* [READING PASSAGE]

• • • •

Cool-Down & Mobility
Stretches and mobility work to aid recovery and maintain flexibility relevant to running.
Phase-aware guidance
S&C intensity adapts across your training cycle. In the base and build phases, workouts are designed to develop strength: higher loads, compound movements, progressive overload. As you move into the sharpen and taper phases, the volume and intensity reduce so that the S&C work supports rather than compromises your key running sessions. During race week, strength sessions are skipped or limited to light activation only.
Injury awareness
Any injuries or niggles you report in your weekly check-in or training profile are passed to the S&C agent. If you have flagged a sore achilles, for example, exercises that load that area will be excluded or replaced with lower-risk alternatives.
Workouts are generated once per session. Once generated, the workout is stored and displayed instantly on every subsequent visit. You can regenerate a workout for a session if you want a fresh variation; this will replace the previous one.
How the AI Uses Your Data
Understanding what data goes to the AI helps you make the most of the coaching features and gives you confidence in how your information is used.
Data sent with each request
GoAnd.Run assembles a coaching context before sending any request to the AI. This context includes:
For session feedback
The full activity metrics, zone distribution, splits, your athlete profile, and a summary of the preceding 7 days of training.

• • • •

Records from a dataset
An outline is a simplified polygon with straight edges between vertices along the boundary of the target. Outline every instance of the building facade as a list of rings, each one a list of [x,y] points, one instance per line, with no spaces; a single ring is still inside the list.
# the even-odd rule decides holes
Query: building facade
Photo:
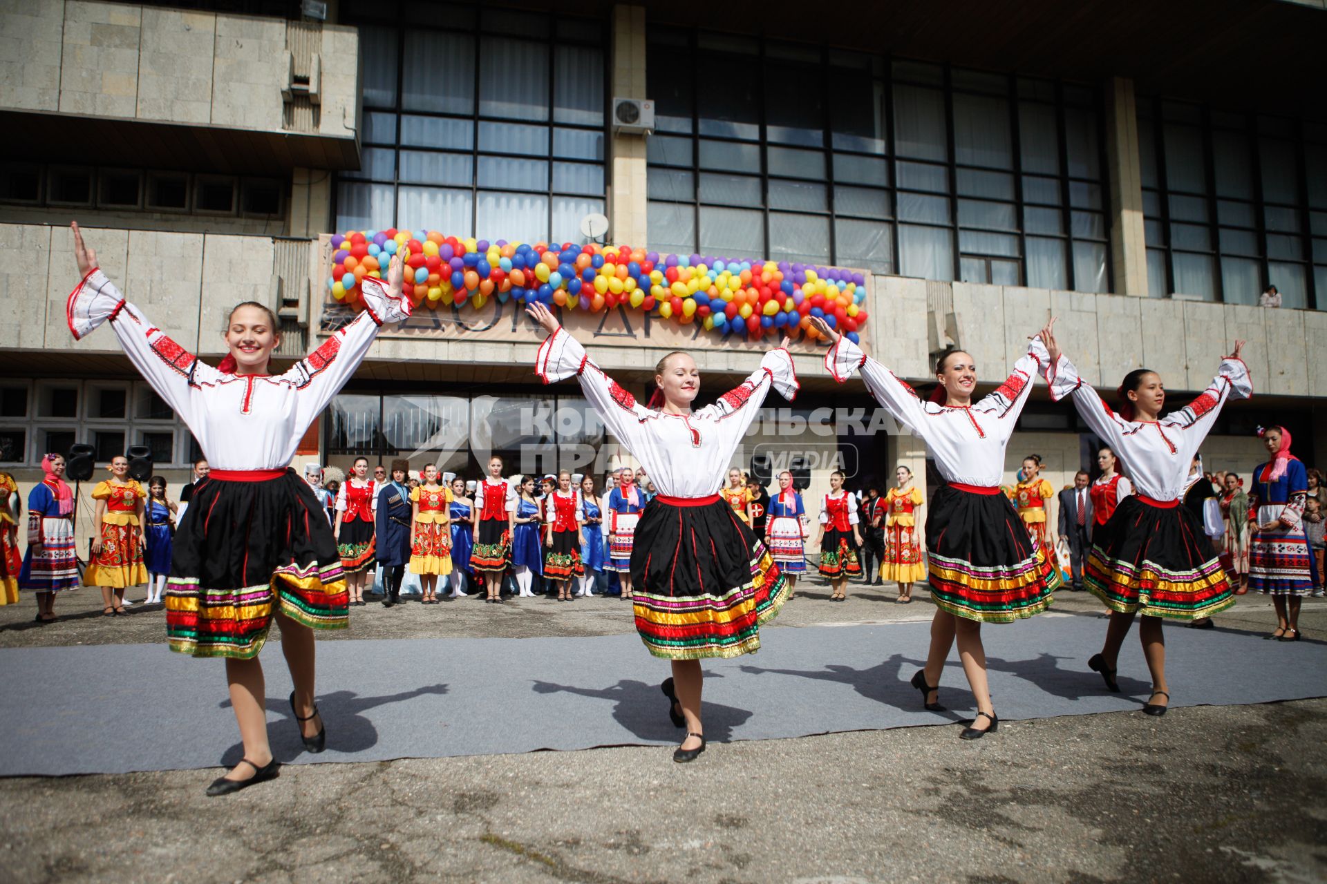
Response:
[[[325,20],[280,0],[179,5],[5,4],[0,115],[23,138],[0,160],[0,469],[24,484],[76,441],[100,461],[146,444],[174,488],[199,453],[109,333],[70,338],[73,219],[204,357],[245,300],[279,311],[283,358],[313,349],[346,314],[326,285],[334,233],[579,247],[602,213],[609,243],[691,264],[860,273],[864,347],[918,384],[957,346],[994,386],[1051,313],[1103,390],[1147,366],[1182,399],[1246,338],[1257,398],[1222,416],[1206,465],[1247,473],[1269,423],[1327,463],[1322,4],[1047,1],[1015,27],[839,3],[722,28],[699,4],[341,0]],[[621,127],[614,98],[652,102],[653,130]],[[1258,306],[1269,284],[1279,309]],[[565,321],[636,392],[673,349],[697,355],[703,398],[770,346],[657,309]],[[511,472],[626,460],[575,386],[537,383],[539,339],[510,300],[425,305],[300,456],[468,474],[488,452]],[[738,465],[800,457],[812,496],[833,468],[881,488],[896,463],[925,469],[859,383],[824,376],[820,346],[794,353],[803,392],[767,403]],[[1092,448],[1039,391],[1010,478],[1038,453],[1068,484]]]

• • • •

* [TASK INSTRUCTIONS]
[a] Edit the coaching passage: rewrite it starting at "Injury awareness" and ending at "with lower-risk alternatives.", replacing "achilles" with "hamstring".
[b] Decide whether each statement agrees with the coaching passage. Answer yes or no for each, and quote the words of the passage that decide it.
(i) Strength sessions during race week are either skipped or limited to light activation.
(ii) Regenerating a workout keeps the previous version alongside the new one.
(iii) For session feedback, the AI receives a summary of the preceding 14 days of training.
[c] List every item that the coaching passage names as part of the context sent for session feedback.

* [ANSWERS BY ITEM]
[a]
Injury awareness
Any injuries or niggles you report in your weekly check-in or training profile are passed to the S&C agent. If you have flagged a sore hamstring, for example, exercises that load that area will be excluded or replaced with lower-risk alternatives.

[b]
(i) Yes: "During race week, strength sessions are skipped or limited to light activation only."
(ii) No: "this will replace the previous one."
(iii) No: "a summary of the preceding 7 days of training."

[c]
- The full activity metrics
- Zone distribution
- Splits
- Your athlete profile
- A summary of the preceding 7 days of training